** EXTRACT TO READ **
------------
SOURCE: The Economist
Shuffle up and deal
The internet is radically changing the business of gambling. Now policy must catch up, argues Jon Fasman
A special report on gambling
Jul 8th 2010 | from PRINT EDITION
PINPOINTING a precise moment when the world changes is never easy, even in retrospect. Yet it is possible to say with relative confidence that the world of gambling was changed dramatically by events around a green felt table at Binion’s Horseshoe in Las Vegas on May 23rd 2003, the final day of that year’s World Series of Poker (WSOP). The hand immediately preceding the final table—the last nine of the tournament’s 839 competitors who would play for $2.5m—pitted Phil Ivey, one of the sharpest and most ruthless players of his time, against Chris Moneymaker, an unknown 27-year-old accountant from Nashville. The newcomer eliminated Mr Ivey thanks to a lucky draw on the last card dealt. Mr Ivey, a stone-faced old-school player, declined to shake his vanquisher’s hand. Mr Moneymaker went on to win the tournament.
------------
** EXTRACTED RECORDS **
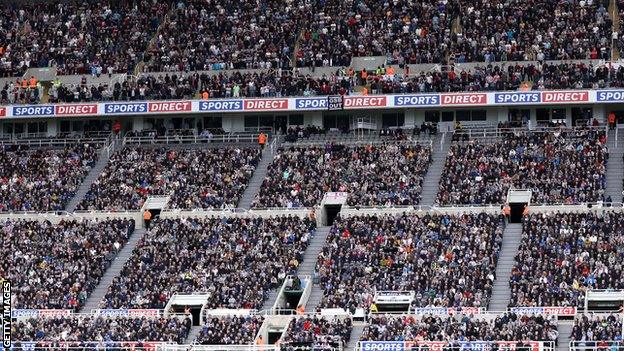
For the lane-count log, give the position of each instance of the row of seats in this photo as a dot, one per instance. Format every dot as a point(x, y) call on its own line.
point(560, 167)
point(447, 260)
point(86, 38)
point(58, 265)
point(275, 83)
point(373, 175)
point(317, 332)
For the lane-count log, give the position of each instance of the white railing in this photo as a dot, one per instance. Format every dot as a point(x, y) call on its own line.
point(601, 345)
point(191, 139)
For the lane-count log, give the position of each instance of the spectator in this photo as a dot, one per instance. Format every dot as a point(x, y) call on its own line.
point(90, 331)
point(447, 260)
point(591, 330)
point(57, 266)
point(373, 175)
point(565, 166)
point(42, 179)
point(455, 329)
point(317, 333)
point(230, 330)
point(564, 254)
point(235, 261)
point(196, 178)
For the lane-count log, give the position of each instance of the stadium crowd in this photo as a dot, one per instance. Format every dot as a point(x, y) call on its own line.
point(317, 333)
point(85, 38)
point(373, 175)
point(564, 254)
point(57, 266)
point(506, 327)
point(558, 166)
point(90, 331)
point(209, 35)
point(591, 328)
point(533, 31)
point(42, 179)
point(77, 37)
point(275, 83)
point(234, 260)
point(447, 260)
point(196, 178)
point(229, 330)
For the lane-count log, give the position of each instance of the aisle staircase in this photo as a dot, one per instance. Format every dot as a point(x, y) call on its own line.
point(501, 292)
point(308, 265)
point(113, 271)
point(253, 187)
point(432, 178)
point(615, 168)
point(91, 177)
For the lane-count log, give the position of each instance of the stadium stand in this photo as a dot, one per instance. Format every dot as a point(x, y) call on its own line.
point(56, 266)
point(42, 179)
point(448, 260)
point(91, 332)
point(559, 166)
point(564, 254)
point(317, 333)
point(534, 31)
point(196, 178)
point(272, 83)
point(373, 174)
point(234, 260)
point(506, 327)
point(229, 330)
point(234, 35)
point(593, 329)
point(77, 37)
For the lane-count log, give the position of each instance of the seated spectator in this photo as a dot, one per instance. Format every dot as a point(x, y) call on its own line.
point(57, 266)
point(230, 330)
point(77, 37)
point(373, 175)
point(42, 179)
point(317, 333)
point(233, 35)
point(567, 166)
point(233, 260)
point(564, 254)
point(506, 327)
point(592, 329)
point(90, 331)
point(196, 178)
point(447, 260)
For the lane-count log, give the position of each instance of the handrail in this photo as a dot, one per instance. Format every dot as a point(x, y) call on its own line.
point(191, 139)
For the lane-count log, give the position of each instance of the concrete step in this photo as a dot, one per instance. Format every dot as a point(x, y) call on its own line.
point(194, 333)
point(93, 175)
point(501, 293)
point(356, 334)
point(256, 179)
point(93, 302)
point(432, 178)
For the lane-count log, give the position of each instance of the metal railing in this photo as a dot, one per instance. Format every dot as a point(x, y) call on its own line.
point(191, 139)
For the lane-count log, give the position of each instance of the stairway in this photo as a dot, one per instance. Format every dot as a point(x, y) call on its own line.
point(615, 168)
point(501, 293)
point(356, 333)
point(93, 302)
point(93, 174)
point(432, 178)
point(256, 179)
point(565, 332)
point(270, 301)
point(193, 334)
point(308, 265)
------------
** DIRECTION A **
Say whether each statement agrees with the gambling report, answering yes or no and quoting the deciding words: (i) Chris Moneymaker was an accountant from Nashville; (ii) Phil Ivey shook Mr Moneymaker's hand after losing to him; (iii) the final day of the 2003 World Series of Poker was May 23rd.
** DIRECTION B **
According to the gambling report, how many competitors took part in the 2003 World Series of Poker tournament?

** RESPONSE A **
(i) Yes: "an unknown 27-year-old accountant from Nashville"
(ii) No: "declined to shake his vanquisher’s hand"
(iii) Yes: "on May 23rd 2003, the final day of that year’s World Series of Poker (WSOP)"

** RESPONSE B **
839 competitors.